DATA SUPPLIED >>

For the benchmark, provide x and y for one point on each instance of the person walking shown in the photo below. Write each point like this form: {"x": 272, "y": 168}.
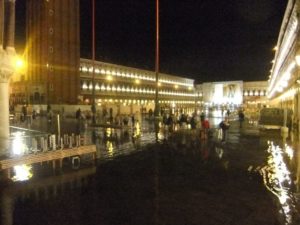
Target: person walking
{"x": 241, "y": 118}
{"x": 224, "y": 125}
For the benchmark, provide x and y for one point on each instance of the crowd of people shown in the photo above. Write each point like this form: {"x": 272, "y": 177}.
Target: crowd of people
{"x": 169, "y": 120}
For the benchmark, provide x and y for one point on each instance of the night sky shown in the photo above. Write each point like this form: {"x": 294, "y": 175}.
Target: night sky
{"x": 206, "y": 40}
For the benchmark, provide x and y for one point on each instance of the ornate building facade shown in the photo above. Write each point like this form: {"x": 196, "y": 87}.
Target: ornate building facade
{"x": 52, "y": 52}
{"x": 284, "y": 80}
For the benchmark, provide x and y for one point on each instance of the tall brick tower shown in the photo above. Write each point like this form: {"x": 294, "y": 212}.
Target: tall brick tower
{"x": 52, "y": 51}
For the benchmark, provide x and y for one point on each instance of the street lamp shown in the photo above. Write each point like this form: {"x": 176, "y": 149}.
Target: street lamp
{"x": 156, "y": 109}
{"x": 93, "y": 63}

---

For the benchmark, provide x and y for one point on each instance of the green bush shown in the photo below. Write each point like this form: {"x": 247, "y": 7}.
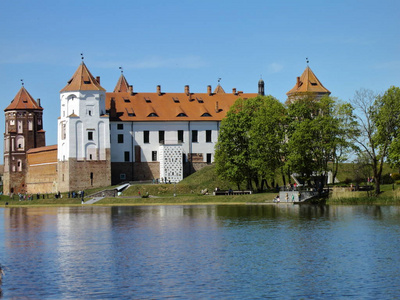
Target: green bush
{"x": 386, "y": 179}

==

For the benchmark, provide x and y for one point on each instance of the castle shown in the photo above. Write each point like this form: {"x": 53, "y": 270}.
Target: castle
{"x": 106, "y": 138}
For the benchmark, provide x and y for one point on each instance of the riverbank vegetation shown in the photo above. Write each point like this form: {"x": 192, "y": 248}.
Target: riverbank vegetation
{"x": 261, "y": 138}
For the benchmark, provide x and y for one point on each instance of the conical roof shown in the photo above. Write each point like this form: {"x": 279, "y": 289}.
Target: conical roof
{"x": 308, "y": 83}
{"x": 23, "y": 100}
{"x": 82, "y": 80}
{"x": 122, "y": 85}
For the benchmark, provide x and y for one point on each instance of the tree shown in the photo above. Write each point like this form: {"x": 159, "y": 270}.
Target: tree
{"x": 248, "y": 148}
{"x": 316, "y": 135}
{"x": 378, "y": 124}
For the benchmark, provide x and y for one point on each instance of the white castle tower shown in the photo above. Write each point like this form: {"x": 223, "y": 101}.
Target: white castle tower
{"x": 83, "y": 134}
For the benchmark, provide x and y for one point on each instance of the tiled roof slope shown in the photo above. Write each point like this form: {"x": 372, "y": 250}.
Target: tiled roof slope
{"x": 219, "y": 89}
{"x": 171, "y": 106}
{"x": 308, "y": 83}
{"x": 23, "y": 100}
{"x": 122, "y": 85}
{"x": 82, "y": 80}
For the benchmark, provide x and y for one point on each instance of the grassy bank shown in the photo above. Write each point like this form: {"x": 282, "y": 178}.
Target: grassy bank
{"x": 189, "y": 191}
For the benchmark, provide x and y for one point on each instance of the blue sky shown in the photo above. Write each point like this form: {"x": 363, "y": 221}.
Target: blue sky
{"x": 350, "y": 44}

EXERCISE REQUIREMENTS >>
Please identify each line in the data above that contains the word "slope" and copy those lines out in full. Matching is case-sensitive.

SOLUTION FOR THIS TASK >>
For the benchmark, provide x and y for one point on each instance of the tiled roof slope shown in the photo above. Write each point like this form: {"x": 372, "y": 250}.
Target: tiled roof slope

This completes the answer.